[Referring expression data]

'''

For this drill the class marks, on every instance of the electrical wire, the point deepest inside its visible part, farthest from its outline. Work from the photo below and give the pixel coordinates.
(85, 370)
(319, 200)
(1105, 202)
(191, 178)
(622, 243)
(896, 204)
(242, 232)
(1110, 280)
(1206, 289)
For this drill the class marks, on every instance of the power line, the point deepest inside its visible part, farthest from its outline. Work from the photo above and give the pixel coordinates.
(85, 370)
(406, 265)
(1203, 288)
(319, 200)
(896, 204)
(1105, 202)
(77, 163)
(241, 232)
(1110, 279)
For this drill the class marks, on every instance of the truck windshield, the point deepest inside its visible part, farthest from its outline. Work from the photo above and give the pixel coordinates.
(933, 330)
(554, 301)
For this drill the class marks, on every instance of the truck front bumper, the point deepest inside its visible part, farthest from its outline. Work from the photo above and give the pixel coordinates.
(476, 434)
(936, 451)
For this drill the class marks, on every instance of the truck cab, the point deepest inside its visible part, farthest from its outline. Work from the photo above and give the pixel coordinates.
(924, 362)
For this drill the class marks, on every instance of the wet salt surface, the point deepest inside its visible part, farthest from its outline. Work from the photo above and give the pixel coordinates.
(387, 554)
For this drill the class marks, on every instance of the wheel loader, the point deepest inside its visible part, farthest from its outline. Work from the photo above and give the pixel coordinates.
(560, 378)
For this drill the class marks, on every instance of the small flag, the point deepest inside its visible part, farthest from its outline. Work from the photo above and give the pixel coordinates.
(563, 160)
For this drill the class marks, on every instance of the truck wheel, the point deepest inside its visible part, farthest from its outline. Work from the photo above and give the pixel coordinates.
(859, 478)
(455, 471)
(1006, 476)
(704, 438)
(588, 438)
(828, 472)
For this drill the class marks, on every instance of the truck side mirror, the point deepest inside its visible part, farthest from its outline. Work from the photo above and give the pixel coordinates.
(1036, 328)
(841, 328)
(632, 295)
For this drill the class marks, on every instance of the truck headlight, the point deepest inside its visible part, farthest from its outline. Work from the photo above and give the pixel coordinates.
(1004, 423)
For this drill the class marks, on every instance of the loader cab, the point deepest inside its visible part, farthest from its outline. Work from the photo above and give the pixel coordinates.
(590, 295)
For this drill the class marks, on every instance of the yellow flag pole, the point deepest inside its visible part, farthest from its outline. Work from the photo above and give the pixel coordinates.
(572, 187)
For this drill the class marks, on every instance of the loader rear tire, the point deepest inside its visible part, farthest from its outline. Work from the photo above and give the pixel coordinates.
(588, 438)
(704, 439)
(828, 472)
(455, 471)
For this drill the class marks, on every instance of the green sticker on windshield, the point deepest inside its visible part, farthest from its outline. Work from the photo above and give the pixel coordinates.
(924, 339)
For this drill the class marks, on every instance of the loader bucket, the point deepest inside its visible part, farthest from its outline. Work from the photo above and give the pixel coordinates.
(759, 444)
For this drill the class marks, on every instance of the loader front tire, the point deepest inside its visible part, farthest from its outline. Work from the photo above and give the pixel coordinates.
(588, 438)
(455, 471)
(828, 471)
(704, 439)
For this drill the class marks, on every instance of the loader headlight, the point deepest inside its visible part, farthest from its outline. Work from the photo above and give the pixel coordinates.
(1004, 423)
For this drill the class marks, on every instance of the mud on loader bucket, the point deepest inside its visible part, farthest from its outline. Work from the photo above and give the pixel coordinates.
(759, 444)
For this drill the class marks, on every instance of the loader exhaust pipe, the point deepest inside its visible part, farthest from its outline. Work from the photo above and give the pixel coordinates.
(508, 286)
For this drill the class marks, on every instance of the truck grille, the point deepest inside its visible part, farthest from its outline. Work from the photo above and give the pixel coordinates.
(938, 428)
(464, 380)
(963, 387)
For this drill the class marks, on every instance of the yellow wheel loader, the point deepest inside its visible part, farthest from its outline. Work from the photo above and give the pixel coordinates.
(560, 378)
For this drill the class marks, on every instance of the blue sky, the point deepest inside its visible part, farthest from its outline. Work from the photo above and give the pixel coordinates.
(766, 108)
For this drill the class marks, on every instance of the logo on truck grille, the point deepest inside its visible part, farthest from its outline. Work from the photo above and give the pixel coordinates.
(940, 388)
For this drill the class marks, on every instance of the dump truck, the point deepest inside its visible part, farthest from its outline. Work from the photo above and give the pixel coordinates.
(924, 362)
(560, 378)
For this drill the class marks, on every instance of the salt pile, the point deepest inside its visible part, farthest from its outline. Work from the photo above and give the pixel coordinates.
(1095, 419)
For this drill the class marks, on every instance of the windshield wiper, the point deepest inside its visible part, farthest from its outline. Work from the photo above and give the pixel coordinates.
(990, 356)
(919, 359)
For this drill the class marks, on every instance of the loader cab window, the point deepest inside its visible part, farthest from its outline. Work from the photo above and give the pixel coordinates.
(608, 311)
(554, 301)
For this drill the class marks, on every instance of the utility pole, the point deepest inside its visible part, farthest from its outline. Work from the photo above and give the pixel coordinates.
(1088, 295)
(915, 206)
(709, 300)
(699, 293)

'''

**Work item:** Please reproduce each line above exactly as written.

**Output:**
For this drill the class marks, on every instance of the electrical wire, the point deepest inside its visible part, farthest from its outline. Work from the photo below and give the pixel coordinates.
(85, 370)
(319, 200)
(1105, 202)
(191, 178)
(622, 243)
(896, 204)
(242, 232)
(1110, 280)
(1206, 289)
For this drill the class marks, on every instance of the power line, the point deepest inside its visible part, farthest from its outline. Work from the photo above and give the pixel coordinates.
(85, 370)
(406, 265)
(1203, 288)
(319, 200)
(896, 204)
(1105, 202)
(77, 163)
(241, 232)
(1110, 279)
For this drill the class marks, on every instance of the truck windshield, the point deepest inside its visible part, farthest from its outline. Work from the photo above and give the pixel coordinates.
(933, 330)
(554, 301)
For this drill the class marks, on every instance of the truck front bumper, the point deepest inside its visible part, farthest from its outline. Work from the photo above and give the pixel coordinates.
(476, 434)
(936, 451)
For this drill the class marks, on every instance of the truck cab, the point deepest inside its visible part, farthest from its outline. Work from the photo above and give the pixel coordinates.
(924, 362)
For this drill the class marks, on every instance of the wet salt surface, the point deepest inside its visible part, farthest from its outline. Work from the photo above and give the pixel coordinates.
(387, 554)
For this drill the class marks, on every instance of the wheel loader, the point deepest inside its visible part, farthest from its outline. Work from the photo above and give the pixel coordinates.
(560, 378)
For this drill the class marks, on every instance of the small flag, the point deepest inside its visible part, farthest from its outline. Work from the photo above and give the pixel coordinates.
(563, 160)
For this drill the class marks, on every instance of the truck wheel, the point deepest inside its visible part, farthest from its outline. Work from the photo above and give the pixel coordinates.
(859, 478)
(455, 471)
(1006, 476)
(704, 438)
(588, 438)
(828, 472)
For this drill the class marks, on every instance of the truck side mirror, the point deepest inside its visible part, farthest from its outline. Work from the photo above and give the pixel coordinates.
(1036, 328)
(841, 328)
(632, 295)
For this drill the class marks, on every instance of the truck headlight, the point deepest inside its visible part, farthest from its outline. Work from the photo above and give the pixel coordinates.
(1004, 423)
For this drill the class marks, on every instance of the loader cab, the point deepest inside its visible part, farthest from its outline. Work from the photo above and give the pixel coordinates.
(590, 295)
For this drill the class marks, on every instance of the yellow flag pole, the point deepest inside its visible part, farthest from its outline. Work from the photo above and give the pixel coordinates.
(572, 187)
For this drill the class marks, on every instance of the loader rear tire, the point deepest inside its visible part, farthest from its outline. Work from the photo above and give the pixel coordinates.
(588, 438)
(704, 439)
(828, 472)
(455, 471)
For this drill the class marks, on every instance of the green sticker on windshield, the point deepest inside its visible part, farthest from its outline. Work from the photo above and give the pixel coordinates.
(924, 339)
For this drill the class marks, on every instance of the loader bucket, the point deepest inside its visible part, farthest from its outline. Work from the photo above and give the pixel coordinates.
(759, 444)
For this drill the class marks, on every instance of the loader front tire, the point deepest inside its visible part, farthest from its outline. Work from the photo above and give the pixel coordinates.
(588, 438)
(455, 471)
(828, 471)
(704, 439)
For this drill the class marks, on every instance of the loader headlight, the point deepest inside its visible part, farthest from its outline. Work from the photo above and give the pixel coordinates.
(1004, 423)
For this drill the class marks, on every instance of the mud on loader bucket, the point deepest inside its visible part, farthest from its outline. Work from the photo above and give the pixel coordinates.
(759, 444)
For this drill the class marks, on every instance of the loader exhaust pipe, the point deepest inside its visible part, farthest from its outline. Work from the photo above and give the pixel coordinates.
(508, 286)
For this drill the class marks, on every instance of the truck grille, the point deepest inside its visible part, farthest from its outline. Work from the photo above and give the pixel coordinates.
(938, 428)
(464, 380)
(963, 387)
For this drill the class marks, on every instance of the yellow wheel loader, the point deepest inside its visible part, farthest from its outline. Work from the photo above and give the pixel coordinates.
(560, 378)
For this drill the class marks, on every instance of the blue sky, the point deepest inside its visible part, farthest from its outline. Work from the photo above and give the pixel coordinates.
(766, 108)
For this drill the class marks, on every instance of the logo on truck grille, the point deepest inside its visible part, farthest from its outline. Work from the photo above and give the pixel coordinates.
(940, 388)
For this drill the class marks, on every instance of the dump truck, the point deepest inside its visible part, farthest from its outline. Work from the photo above and give the pixel coordinates.
(924, 362)
(560, 378)
For this drill the class marks, on every instance of the salt pile, the point deepest inside its visible part, farthest from its outline. Work from the photo above and give the pixel coordinates.
(1095, 419)
For this drill the class marks, on every instance of the windshield wiper, the point deepest inside its visible part, farthest from its outline. Work from the photo above and give the pixel coordinates.
(990, 356)
(919, 359)
For this drill the class marks, on every instance of the loader cab window, the point deepest inside its visible part, farthest from its outline. Work from the photo above and give the pixel coordinates.
(608, 311)
(554, 301)
For this drill the class marks, on every instance of the utility pole, the point deepest inside its visible part, farthest from its outline. Work from the photo above and give the pixel coordinates.
(1088, 295)
(915, 206)
(709, 300)
(699, 293)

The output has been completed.